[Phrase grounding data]
- - - -
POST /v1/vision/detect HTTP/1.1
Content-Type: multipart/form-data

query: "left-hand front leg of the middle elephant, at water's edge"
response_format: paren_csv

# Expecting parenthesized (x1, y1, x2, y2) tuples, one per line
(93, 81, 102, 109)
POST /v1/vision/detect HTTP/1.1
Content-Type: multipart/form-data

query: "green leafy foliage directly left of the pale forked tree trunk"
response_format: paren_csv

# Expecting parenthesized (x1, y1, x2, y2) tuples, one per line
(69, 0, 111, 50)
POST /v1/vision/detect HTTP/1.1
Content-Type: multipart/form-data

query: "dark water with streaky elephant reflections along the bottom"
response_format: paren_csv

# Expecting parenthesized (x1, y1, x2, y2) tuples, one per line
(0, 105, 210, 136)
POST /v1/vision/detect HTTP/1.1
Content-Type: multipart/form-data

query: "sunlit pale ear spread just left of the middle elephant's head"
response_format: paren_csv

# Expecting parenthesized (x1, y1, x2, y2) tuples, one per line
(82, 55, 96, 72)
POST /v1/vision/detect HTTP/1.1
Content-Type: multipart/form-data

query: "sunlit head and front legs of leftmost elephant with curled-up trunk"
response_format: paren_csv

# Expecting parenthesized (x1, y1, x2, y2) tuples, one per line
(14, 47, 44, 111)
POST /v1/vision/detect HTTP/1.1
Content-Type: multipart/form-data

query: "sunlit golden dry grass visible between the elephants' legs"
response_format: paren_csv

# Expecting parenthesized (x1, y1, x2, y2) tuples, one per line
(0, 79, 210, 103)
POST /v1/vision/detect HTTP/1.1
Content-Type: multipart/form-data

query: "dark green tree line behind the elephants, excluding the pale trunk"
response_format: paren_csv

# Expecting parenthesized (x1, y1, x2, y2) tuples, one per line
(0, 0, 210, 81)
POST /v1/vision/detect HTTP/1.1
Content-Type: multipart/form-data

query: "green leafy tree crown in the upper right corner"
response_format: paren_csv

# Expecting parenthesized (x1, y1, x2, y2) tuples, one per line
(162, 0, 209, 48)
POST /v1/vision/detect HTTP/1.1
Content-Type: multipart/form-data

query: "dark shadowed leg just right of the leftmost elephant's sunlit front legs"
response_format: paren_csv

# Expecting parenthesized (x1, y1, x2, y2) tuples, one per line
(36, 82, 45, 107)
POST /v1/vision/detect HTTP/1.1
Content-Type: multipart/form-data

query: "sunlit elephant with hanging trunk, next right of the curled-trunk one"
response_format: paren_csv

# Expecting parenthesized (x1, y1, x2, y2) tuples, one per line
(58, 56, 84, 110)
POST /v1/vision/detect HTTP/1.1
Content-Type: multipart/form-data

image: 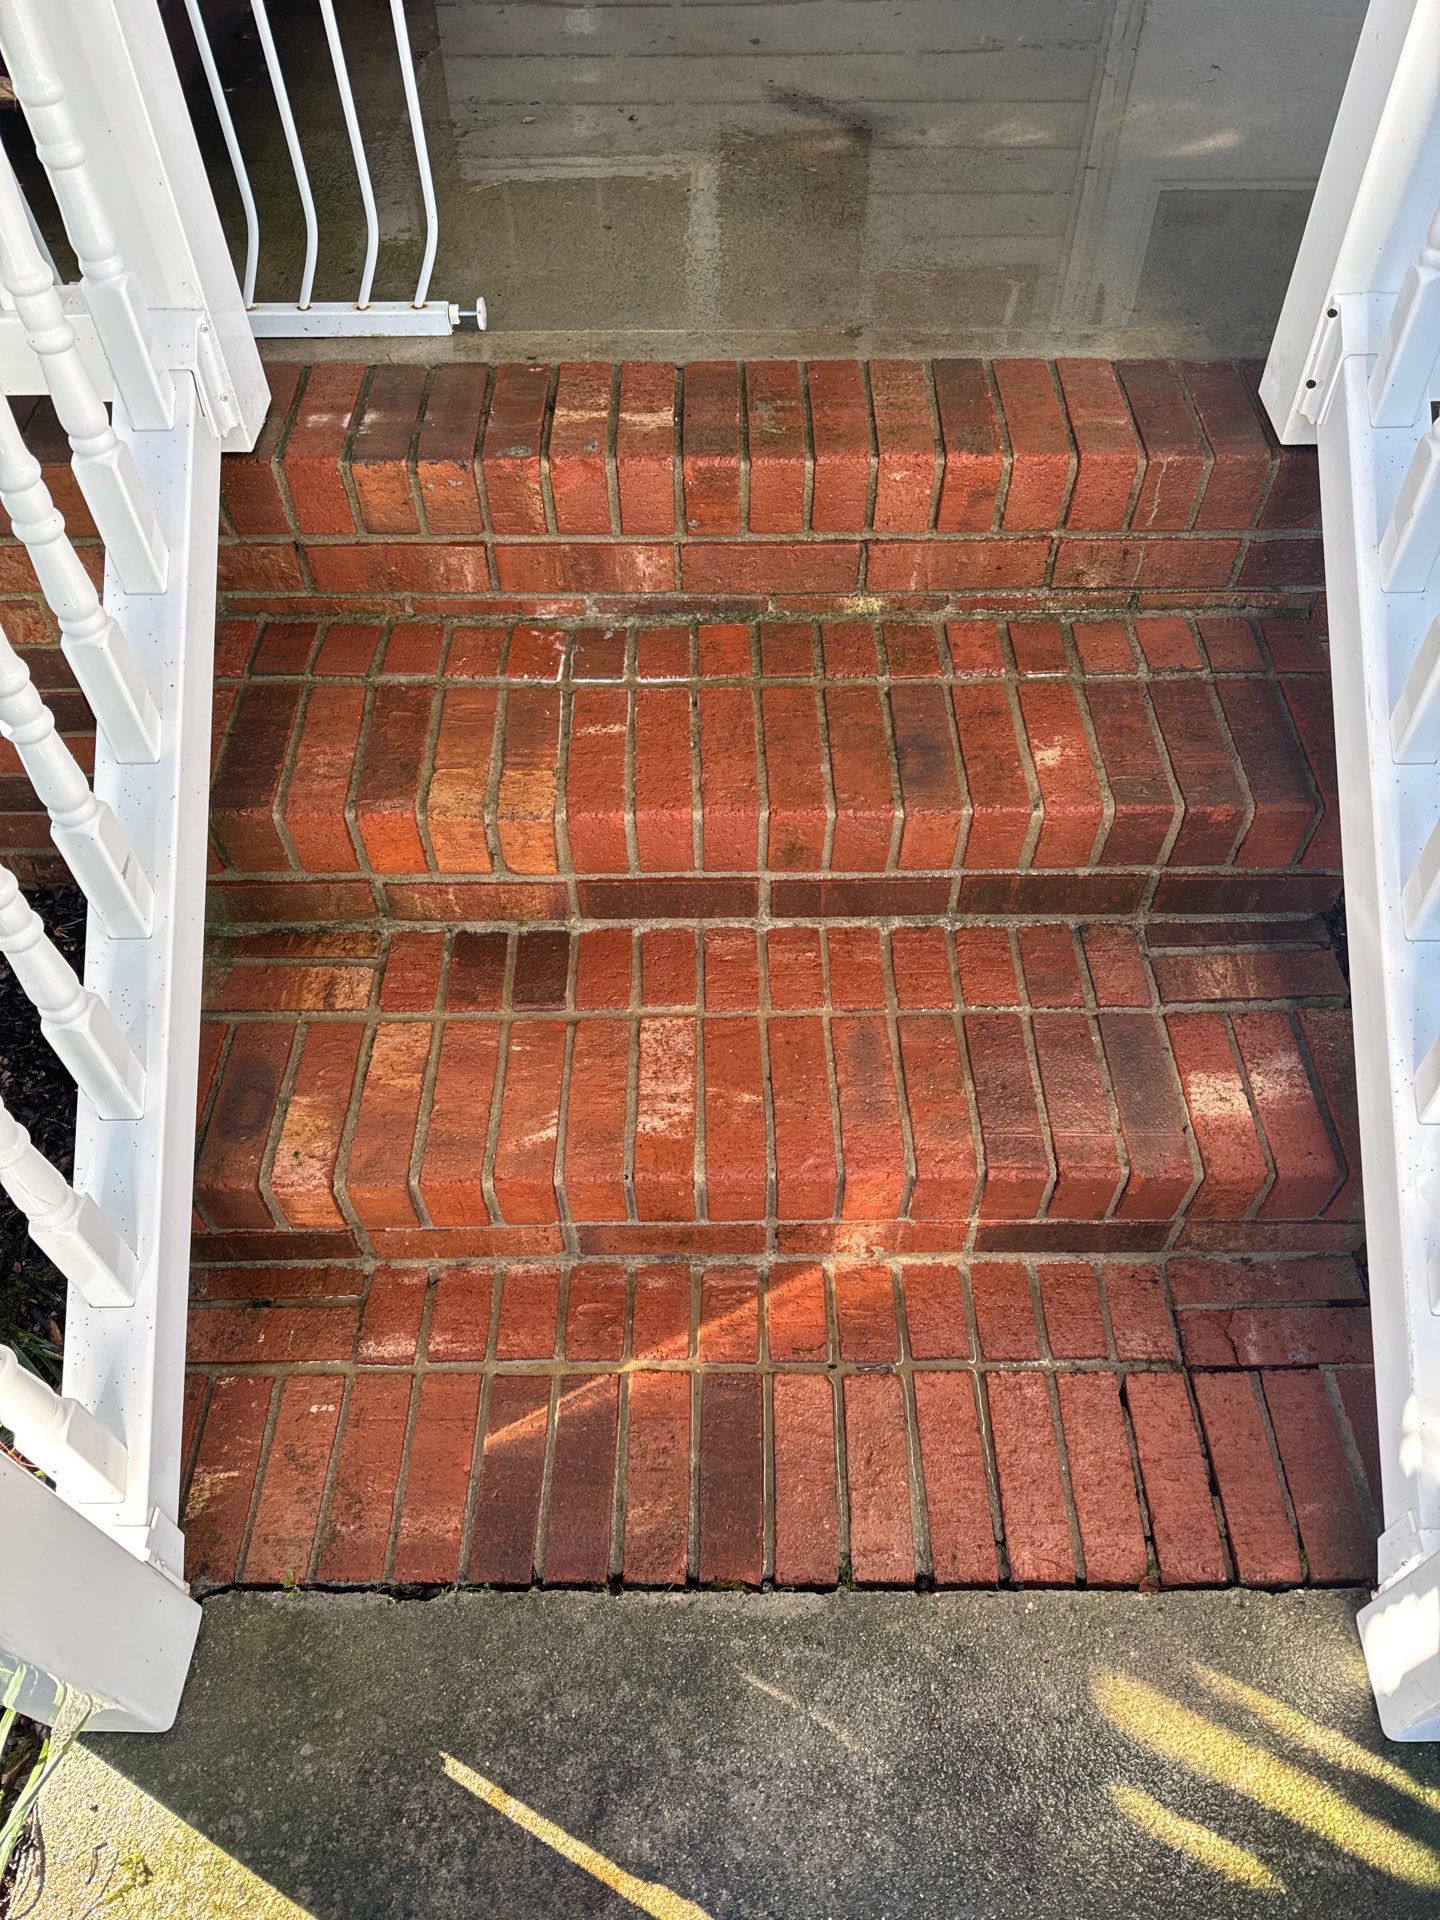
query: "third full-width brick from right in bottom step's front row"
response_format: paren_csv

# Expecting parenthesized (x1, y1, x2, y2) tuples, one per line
- - - -
_WHAT TO PRODUCE:_
Copy each line above exactly, with no images.

_ANSWER TO THIS TASK:_
POST /v1/vision/detect HTTP/1.1
Content-Type: multipart/form-data

query: "left-hand front leg of the middle elephant, at water's edge"
response_format: paren_csv

# Expecting parenthesized (x1, y1, x2, y2) tuples, one per line
(93, 81, 102, 109)
POST /v1/vision/detect HTTP/1.1
Content-Type: multipart/form-data

query: "green leafy foliage directly left of the pale forked tree trunk"
response_format: paren_csv

# Expecting parenthesized (x1, y1, x2, y2) tuples, one per line
(69, 0, 111, 50)
POST /v1/vision/detect HTTP/1.1
Content-Type: multipart/form-data

query: "dark water with streaky elephant reflections along the bottom"
response_format: paren_csv

# Expecting parenthesized (x1, y1, x2, y2) tuples, one per line
(0, 105, 210, 136)
POST /v1/vision/detect HTTP/1.1
Content-Type: multipart/form-data

query: "sunlit pale ear spread just left of the middle elephant's head"
response_format: paren_csv

# Expecting parenthesized (x1, y1, x2, y2) tuples, one per line
(82, 55, 96, 72)
POST /v1/vision/detect HTTP/1.1
Content-Type: multipart/form-data

query: "sunlit head and front legs of leftmost elephant with curled-up trunk"
response_format: paren_csv

# Expecting parenthesized (x1, y1, x2, y2) tuples, one per line
(14, 47, 44, 111)
POST /v1/vision/detect HTTP/1.1
Content-Type: multipart/form-data

query: "sunlit golden dry grass visible between the elephants' legs"
response_format: paren_csv

# Expecting parenthesized (x1, y1, x2, y2) tuples, one per line
(0, 79, 210, 103)
POST /v1/vision/detect HTTP/1.1
Content-Type: multipart/form-data

query: "dark green tree line behind the elephants, excluding the pale trunk"
response_format: paren_csv

# Expecting parenthesized (x1, y1, x2, y2) tuples, one per line
(0, 0, 210, 81)
POST /v1/vision/detect HTTP/1.1
Content-Type: multipart/form-data

query: "green leafy tree crown in the upper right corner"
response_format: paren_csv

# Expecting parenthesized (x1, y1, x2, y2) tuples, one per line
(162, 0, 209, 48)
POST /v1/vision/detect HTTP/1.1
Content-Type: multipart/form-data

query: "dark shadowed leg just right of the leftmost elephant's sunlit front legs"
response_format: paren_csv

# Expecting parenthesized (x1, y1, x2, y2) tuples, one per line
(36, 82, 45, 107)
POST /v1/vision/detect HTTP/1.1
Content-Type: multipart/form-data

query: "sunlit elephant with hanging trunk, next right of the curled-trunk one"
response_format: paren_csv

# Expecting parenthesized (x1, y1, x2, y2) tuples, one per line
(58, 56, 84, 110)
POST /v1/vision/detect HTTP/1.1
Content-Type: multipart/form-data

image: 
query: "third full-width brick from right in bottom step's front row"
response_format: paren_csv

# Expecting parenthesized (x1, y1, x2, y2) tuples, one per line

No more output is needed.